#### Work instructions
Convert the lines of the records from the one holding "DETECT dry grassland" through the one holding "0,0 -> 1344,298", inclusive, into a numbered list, leaving out blank lines. Include no other lines.

#### Material for this task
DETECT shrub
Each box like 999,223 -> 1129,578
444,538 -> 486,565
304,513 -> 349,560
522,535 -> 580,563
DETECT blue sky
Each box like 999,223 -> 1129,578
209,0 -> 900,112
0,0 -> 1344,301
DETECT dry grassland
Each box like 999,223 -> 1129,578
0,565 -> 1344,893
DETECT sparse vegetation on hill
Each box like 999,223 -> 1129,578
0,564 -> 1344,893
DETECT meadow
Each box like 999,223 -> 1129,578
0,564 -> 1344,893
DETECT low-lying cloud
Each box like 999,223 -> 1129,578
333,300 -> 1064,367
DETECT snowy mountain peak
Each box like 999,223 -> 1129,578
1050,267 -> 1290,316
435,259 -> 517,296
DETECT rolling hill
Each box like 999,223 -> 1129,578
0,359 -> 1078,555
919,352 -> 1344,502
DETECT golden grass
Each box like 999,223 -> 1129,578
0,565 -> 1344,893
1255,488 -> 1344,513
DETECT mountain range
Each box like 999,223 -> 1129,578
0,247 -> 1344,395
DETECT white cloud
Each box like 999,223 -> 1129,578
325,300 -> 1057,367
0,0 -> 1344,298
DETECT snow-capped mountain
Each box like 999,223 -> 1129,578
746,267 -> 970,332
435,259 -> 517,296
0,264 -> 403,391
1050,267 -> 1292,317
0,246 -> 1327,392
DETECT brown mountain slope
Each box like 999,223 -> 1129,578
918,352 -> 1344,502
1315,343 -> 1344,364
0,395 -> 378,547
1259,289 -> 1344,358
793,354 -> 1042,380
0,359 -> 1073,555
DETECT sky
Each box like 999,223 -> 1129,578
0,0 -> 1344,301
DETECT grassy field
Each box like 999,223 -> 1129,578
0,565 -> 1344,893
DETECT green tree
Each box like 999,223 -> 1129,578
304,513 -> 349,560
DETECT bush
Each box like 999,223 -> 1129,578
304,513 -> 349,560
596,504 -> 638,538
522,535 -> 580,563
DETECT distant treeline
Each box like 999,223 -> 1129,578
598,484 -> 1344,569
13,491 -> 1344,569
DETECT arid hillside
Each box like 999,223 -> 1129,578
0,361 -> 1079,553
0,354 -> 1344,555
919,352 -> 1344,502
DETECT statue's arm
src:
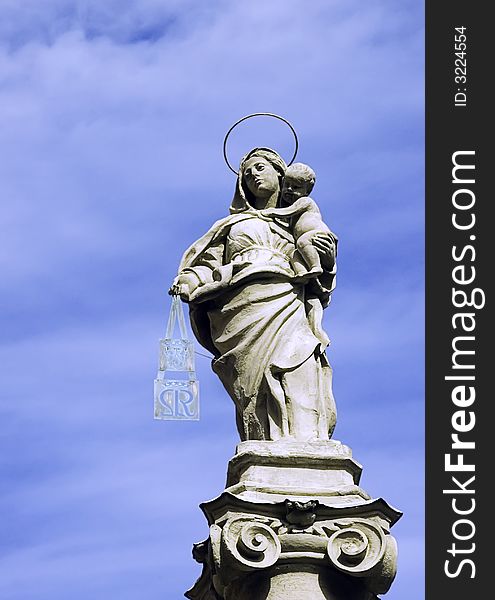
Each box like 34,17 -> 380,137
169,243 -> 224,302
312,232 -> 337,271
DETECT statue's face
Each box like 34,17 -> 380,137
243,156 -> 280,198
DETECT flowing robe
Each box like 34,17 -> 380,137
180,210 -> 335,440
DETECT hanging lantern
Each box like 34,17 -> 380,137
155,296 -> 199,421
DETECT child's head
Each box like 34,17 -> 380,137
282,163 -> 316,204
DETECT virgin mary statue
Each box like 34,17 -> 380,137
171,148 -> 337,441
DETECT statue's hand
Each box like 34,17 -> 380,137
312,232 -> 335,269
168,273 -> 198,302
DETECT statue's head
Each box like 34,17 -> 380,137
230,148 -> 287,213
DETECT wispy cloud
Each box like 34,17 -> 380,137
0,0 -> 423,600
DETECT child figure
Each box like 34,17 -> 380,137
263,163 -> 331,275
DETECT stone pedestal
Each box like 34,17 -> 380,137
185,441 -> 401,600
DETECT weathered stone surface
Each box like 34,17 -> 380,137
170,142 -> 401,600
226,440 -> 369,503
171,148 -> 337,442
186,441 -> 401,600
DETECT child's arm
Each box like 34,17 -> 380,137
260,196 -> 319,217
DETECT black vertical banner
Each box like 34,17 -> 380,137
425,0 -> 495,600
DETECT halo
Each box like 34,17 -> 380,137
223,113 -> 299,175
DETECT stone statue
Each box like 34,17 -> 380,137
170,125 -> 401,600
170,148 -> 337,442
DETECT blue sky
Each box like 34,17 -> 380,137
0,0 -> 424,600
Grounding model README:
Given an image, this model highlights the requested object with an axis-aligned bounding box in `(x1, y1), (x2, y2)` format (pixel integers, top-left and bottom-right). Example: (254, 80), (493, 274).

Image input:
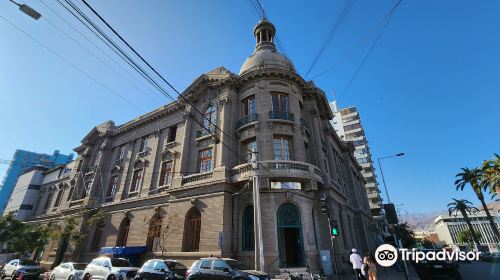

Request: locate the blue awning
(99, 246), (147, 256)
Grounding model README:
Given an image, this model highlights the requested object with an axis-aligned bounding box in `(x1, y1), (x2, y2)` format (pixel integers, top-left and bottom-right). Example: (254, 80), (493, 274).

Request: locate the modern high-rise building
(0, 150), (73, 213)
(330, 101), (383, 217)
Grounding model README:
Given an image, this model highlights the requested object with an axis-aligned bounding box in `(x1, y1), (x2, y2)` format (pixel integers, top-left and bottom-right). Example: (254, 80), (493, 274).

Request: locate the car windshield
(225, 260), (242, 269)
(73, 263), (87, 270)
(165, 261), (187, 270)
(111, 259), (131, 267)
(19, 260), (38, 265)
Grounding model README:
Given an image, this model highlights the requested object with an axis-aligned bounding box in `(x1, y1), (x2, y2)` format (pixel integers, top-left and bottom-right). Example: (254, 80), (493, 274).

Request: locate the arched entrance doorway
(277, 203), (304, 267)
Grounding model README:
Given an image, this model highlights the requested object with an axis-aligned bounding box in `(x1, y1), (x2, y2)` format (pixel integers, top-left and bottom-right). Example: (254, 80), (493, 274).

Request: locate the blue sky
(0, 0), (500, 213)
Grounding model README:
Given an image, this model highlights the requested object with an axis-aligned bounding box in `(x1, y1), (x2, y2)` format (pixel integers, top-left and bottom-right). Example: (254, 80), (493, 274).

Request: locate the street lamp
(9, 0), (42, 20)
(377, 153), (405, 203)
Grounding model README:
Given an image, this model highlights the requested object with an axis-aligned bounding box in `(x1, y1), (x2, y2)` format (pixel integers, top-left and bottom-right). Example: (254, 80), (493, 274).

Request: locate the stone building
(31, 20), (374, 274)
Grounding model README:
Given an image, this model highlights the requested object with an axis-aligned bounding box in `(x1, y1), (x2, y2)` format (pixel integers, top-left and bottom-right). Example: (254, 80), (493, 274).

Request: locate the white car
(83, 257), (139, 280)
(0, 259), (42, 280)
(49, 262), (87, 280)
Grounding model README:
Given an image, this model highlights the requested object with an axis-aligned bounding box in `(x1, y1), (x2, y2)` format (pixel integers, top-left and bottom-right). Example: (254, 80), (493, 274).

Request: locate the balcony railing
(181, 171), (213, 185)
(300, 119), (311, 131)
(269, 111), (295, 122)
(236, 114), (258, 129)
(196, 126), (215, 138)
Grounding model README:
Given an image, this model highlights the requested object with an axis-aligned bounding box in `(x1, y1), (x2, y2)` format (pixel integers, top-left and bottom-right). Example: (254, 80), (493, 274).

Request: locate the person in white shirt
(349, 248), (364, 280)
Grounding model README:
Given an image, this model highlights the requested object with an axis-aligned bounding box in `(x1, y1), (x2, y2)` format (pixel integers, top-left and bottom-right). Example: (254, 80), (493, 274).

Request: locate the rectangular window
(66, 187), (75, 201)
(139, 137), (148, 153)
(43, 193), (53, 210)
(160, 161), (176, 186)
(243, 138), (257, 162)
(198, 148), (212, 173)
(273, 136), (292, 160)
(167, 125), (177, 143)
(242, 95), (256, 116)
(54, 190), (64, 207)
(116, 146), (125, 161)
(106, 176), (118, 197)
(271, 93), (289, 112)
(130, 169), (142, 192)
(81, 181), (92, 199)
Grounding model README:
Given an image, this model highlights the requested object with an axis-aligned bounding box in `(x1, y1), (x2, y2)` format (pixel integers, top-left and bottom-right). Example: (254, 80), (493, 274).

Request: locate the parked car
(186, 258), (271, 280)
(49, 262), (87, 280)
(415, 249), (462, 280)
(135, 259), (187, 280)
(0, 259), (42, 280)
(83, 257), (139, 280)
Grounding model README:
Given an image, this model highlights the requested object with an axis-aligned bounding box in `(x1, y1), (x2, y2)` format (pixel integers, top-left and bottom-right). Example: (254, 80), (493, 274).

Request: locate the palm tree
(481, 154), (500, 197)
(455, 167), (500, 239)
(447, 198), (481, 250)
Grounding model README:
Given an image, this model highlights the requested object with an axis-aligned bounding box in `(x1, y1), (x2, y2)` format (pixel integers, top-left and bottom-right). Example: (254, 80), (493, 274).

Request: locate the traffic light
(319, 196), (328, 214)
(330, 220), (339, 237)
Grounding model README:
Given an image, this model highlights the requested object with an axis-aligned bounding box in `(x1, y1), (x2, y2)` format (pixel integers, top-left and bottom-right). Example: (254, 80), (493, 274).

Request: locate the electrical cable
(0, 12), (144, 112)
(305, 0), (355, 78)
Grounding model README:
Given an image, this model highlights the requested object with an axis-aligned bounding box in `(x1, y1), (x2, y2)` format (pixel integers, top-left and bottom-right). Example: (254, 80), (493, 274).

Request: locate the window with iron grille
(198, 148), (212, 173)
(273, 136), (292, 160)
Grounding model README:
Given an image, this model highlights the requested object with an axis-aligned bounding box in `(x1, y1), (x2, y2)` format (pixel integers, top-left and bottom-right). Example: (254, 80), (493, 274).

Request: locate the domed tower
(240, 19), (295, 76)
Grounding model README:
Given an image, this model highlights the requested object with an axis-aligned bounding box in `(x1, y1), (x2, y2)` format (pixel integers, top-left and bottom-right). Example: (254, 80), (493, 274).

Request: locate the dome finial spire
(253, 18), (276, 51)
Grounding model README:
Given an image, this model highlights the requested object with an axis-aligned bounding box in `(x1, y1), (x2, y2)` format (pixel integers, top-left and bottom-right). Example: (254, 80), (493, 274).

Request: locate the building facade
(0, 150), (73, 213)
(3, 166), (47, 221)
(434, 212), (500, 252)
(330, 101), (383, 218)
(25, 20), (375, 275)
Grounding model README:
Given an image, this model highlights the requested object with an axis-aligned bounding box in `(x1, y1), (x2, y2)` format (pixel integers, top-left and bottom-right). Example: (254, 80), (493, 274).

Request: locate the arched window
(182, 208), (201, 252)
(203, 105), (216, 131)
(147, 215), (163, 252)
(116, 217), (130, 247)
(241, 206), (255, 250)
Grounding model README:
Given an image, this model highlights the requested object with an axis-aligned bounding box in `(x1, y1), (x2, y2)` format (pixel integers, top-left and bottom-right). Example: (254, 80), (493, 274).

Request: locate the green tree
(394, 223), (416, 248)
(455, 167), (500, 240)
(457, 229), (481, 248)
(448, 198), (481, 249)
(481, 154), (500, 196)
(0, 212), (49, 253)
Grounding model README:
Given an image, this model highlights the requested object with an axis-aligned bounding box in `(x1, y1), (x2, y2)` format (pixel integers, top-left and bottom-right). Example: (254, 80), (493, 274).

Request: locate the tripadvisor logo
(375, 244), (480, 267)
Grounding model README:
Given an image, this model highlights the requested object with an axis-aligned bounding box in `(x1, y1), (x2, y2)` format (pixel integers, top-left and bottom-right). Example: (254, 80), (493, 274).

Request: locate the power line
(40, 0), (166, 105)
(311, 0), (404, 80)
(27, 0), (162, 107)
(78, 0), (271, 173)
(0, 15), (143, 112)
(339, 0), (402, 99)
(305, 0), (355, 78)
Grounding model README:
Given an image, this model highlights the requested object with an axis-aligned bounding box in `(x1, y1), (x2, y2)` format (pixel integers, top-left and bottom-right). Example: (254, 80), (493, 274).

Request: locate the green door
(277, 203), (304, 267)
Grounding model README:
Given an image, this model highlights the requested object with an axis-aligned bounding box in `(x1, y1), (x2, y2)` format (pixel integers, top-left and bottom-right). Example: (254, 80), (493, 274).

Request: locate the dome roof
(240, 19), (295, 75)
(240, 49), (295, 75)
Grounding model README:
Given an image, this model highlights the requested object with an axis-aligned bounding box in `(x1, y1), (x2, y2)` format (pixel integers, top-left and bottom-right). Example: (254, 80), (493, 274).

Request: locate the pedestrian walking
(363, 251), (377, 280)
(349, 248), (364, 280)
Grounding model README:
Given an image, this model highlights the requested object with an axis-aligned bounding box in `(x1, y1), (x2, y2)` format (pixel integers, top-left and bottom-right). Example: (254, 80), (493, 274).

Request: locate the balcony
(300, 118), (311, 132)
(196, 126), (215, 139)
(181, 171), (213, 185)
(269, 111), (295, 122)
(236, 114), (259, 130)
(231, 160), (323, 183)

#### Response to the exercise
1. DETECT dry grassland
2. Each box like 999,223 -> 1129,578
3. 0,565 -> 1344,893
4. DETECT sparse vegetation on hill
5. Each box like 999,223 -> 1129,578
6. 0,564 -> 1344,893
7. DETECT meadow
8. Each box like 999,223 -> 1129,578
9. 0,564 -> 1344,893
10. DETECT low-lying cloud
11. Each box like 999,223 -> 1129,578
12. 333,300 -> 1064,367
13. DETECT snowy mountain peak
14. Each box like 999,223 -> 1129,578
15. 1050,267 -> 1290,316
16. 435,259 -> 517,296
17. DETECT rolling hill
18. Each box like 999,223 -> 1129,578
19. 0,359 -> 1078,555
20. 919,352 -> 1344,502
21. DETECT golden grass
22. Each box like 999,223 -> 1129,578
23. 0,565 -> 1344,893
24. 1255,488 -> 1344,513
25. DETECT mountain range
26. Each box like 999,223 -> 1129,578
27. 0,247 -> 1344,395
28. DETECT white cloud
29. Each box like 999,223 -> 1129,578
30. 325,300 -> 1057,367
31. 0,0 -> 1344,298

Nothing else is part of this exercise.